> [What you will do]:
For each line of the data that includes the word "jacket", copy the line.

******************************

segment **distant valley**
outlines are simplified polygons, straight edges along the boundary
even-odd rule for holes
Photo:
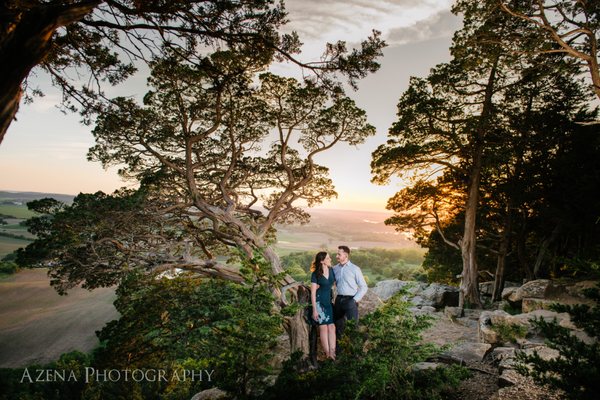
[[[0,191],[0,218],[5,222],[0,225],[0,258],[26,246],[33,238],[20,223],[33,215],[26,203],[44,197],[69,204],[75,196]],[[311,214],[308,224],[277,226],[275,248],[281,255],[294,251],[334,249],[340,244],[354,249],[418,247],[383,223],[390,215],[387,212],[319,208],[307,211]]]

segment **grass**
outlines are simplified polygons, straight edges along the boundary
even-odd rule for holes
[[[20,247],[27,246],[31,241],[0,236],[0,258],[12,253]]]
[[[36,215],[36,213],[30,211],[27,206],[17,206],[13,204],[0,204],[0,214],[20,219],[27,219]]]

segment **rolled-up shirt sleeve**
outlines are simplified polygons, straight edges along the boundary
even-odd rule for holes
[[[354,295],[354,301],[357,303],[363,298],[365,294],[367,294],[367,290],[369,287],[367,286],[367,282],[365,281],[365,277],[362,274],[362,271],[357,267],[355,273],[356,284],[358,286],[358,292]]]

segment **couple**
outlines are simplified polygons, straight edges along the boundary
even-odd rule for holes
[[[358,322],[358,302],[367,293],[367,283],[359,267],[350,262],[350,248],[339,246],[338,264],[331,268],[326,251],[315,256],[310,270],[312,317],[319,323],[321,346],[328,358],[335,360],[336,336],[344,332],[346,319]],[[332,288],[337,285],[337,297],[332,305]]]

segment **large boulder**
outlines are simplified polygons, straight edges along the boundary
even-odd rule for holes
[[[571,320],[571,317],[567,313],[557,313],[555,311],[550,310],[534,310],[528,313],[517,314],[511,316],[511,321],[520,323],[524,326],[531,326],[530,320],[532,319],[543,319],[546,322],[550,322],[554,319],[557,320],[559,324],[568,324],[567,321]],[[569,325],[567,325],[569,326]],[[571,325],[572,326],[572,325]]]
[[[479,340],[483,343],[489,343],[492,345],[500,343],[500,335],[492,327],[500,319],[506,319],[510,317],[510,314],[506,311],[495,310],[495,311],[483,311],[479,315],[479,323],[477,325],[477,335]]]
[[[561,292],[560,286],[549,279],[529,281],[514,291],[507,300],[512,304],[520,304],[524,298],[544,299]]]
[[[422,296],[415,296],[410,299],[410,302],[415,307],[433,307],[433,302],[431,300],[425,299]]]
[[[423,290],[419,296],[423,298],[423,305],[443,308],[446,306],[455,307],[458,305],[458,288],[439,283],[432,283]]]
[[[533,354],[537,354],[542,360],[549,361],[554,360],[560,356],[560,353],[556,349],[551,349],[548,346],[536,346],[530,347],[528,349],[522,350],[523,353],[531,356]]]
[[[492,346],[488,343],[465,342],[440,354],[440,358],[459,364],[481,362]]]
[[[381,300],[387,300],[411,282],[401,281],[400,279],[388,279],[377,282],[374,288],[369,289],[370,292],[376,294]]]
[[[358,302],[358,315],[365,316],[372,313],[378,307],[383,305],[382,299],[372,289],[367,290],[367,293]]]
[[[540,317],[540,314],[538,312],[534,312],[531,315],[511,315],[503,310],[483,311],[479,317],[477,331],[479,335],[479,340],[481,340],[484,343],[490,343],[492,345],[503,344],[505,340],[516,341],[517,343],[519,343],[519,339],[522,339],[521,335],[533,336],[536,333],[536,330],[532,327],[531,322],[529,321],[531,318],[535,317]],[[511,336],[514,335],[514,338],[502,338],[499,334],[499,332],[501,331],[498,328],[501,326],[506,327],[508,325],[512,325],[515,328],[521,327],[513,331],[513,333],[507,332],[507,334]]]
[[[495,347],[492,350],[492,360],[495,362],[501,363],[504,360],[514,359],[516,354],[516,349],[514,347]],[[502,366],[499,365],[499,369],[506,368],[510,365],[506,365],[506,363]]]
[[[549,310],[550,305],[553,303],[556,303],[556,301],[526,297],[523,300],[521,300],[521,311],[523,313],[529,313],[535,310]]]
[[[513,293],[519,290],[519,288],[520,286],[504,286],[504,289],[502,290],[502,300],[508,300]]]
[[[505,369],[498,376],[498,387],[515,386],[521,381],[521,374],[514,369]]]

******************************

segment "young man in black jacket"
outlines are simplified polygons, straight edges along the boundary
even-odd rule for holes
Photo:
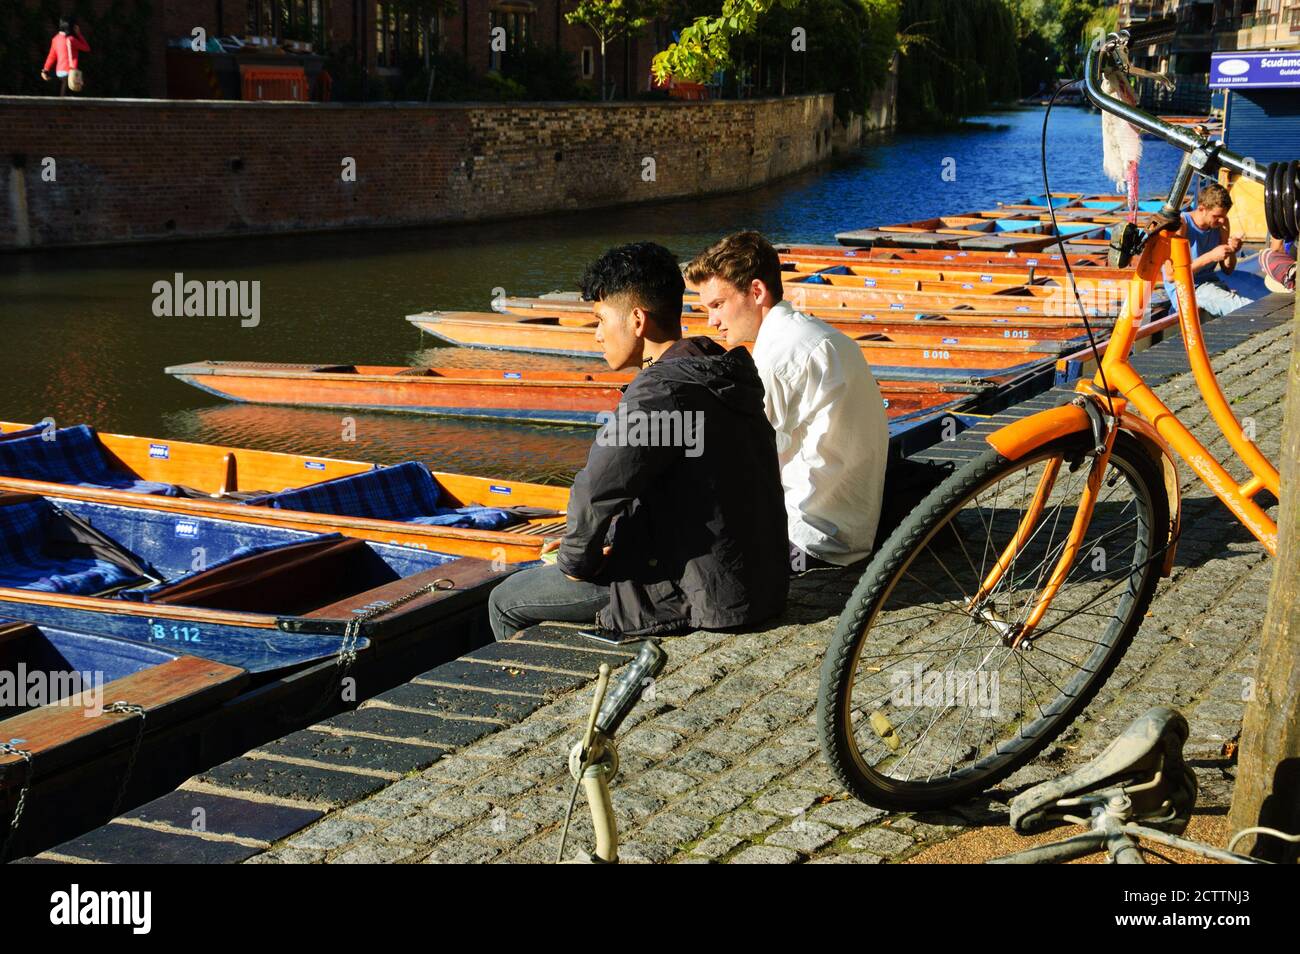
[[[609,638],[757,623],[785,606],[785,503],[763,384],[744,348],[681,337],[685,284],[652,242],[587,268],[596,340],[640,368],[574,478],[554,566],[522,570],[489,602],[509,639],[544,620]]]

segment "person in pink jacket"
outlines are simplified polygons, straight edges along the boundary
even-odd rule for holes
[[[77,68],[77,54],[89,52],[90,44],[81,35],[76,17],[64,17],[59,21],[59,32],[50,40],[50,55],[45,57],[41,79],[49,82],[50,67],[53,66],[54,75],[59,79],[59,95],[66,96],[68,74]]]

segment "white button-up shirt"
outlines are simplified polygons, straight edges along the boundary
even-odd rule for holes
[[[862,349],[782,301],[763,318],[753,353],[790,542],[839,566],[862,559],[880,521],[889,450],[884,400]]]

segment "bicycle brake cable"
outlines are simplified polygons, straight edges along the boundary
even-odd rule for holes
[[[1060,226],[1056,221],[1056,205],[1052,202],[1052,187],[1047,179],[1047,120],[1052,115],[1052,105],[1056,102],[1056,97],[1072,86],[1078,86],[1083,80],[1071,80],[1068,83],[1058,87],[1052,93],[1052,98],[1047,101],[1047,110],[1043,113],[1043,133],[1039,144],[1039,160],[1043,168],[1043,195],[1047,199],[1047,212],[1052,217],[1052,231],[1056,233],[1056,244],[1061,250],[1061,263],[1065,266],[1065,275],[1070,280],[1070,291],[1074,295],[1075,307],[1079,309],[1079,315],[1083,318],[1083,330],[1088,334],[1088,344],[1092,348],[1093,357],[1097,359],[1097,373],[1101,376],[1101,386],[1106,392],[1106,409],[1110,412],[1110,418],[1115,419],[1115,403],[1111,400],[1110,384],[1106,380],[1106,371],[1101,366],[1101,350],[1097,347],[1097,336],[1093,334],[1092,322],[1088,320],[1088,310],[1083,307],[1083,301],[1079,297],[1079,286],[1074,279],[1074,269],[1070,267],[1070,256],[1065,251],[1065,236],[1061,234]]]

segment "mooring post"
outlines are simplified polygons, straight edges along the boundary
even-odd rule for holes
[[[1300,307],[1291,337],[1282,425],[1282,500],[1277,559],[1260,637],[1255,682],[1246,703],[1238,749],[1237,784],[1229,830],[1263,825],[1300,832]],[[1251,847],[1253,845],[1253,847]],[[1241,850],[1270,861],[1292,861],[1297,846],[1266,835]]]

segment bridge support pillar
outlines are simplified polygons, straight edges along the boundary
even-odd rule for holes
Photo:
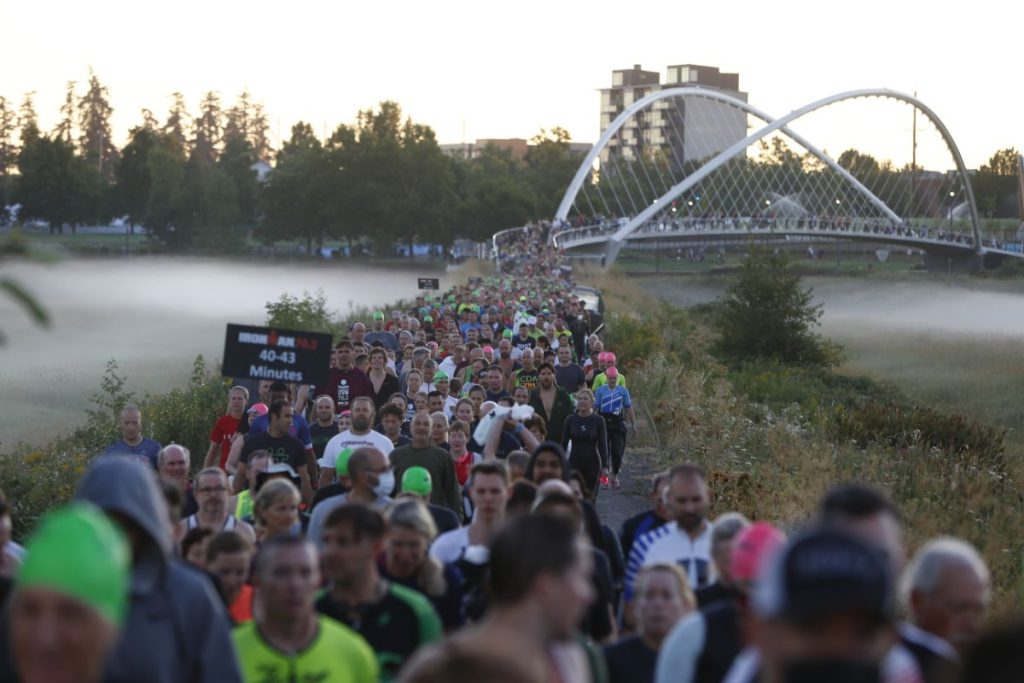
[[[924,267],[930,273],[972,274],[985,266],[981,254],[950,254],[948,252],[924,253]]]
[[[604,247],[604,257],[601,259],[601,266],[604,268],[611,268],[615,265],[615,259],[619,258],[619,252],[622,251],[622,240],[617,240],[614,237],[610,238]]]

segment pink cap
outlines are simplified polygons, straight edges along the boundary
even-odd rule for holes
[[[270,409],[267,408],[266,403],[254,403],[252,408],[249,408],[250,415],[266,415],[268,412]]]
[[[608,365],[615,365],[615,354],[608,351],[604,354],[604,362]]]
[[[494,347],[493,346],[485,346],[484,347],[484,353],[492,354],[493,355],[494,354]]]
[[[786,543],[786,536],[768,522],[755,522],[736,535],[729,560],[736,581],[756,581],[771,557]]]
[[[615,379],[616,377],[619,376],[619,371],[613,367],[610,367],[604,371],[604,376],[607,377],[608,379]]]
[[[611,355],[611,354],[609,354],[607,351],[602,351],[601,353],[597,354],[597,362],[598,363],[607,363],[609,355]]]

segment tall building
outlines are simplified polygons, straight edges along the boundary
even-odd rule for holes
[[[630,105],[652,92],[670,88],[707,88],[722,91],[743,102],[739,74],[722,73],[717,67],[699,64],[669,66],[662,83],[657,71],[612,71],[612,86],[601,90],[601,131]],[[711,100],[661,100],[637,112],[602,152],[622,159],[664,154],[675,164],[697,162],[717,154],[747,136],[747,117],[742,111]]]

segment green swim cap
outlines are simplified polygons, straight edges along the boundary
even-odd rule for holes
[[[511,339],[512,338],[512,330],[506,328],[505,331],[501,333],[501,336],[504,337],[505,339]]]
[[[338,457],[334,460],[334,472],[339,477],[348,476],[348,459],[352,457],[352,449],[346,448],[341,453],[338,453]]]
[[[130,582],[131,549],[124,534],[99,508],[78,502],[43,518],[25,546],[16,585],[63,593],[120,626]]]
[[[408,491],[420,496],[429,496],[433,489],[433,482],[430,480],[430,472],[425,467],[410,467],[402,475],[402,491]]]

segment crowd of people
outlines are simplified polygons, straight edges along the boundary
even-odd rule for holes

******************************

> [Completed task]:
segment "young man in black jacket"
segment "person in pink jacket"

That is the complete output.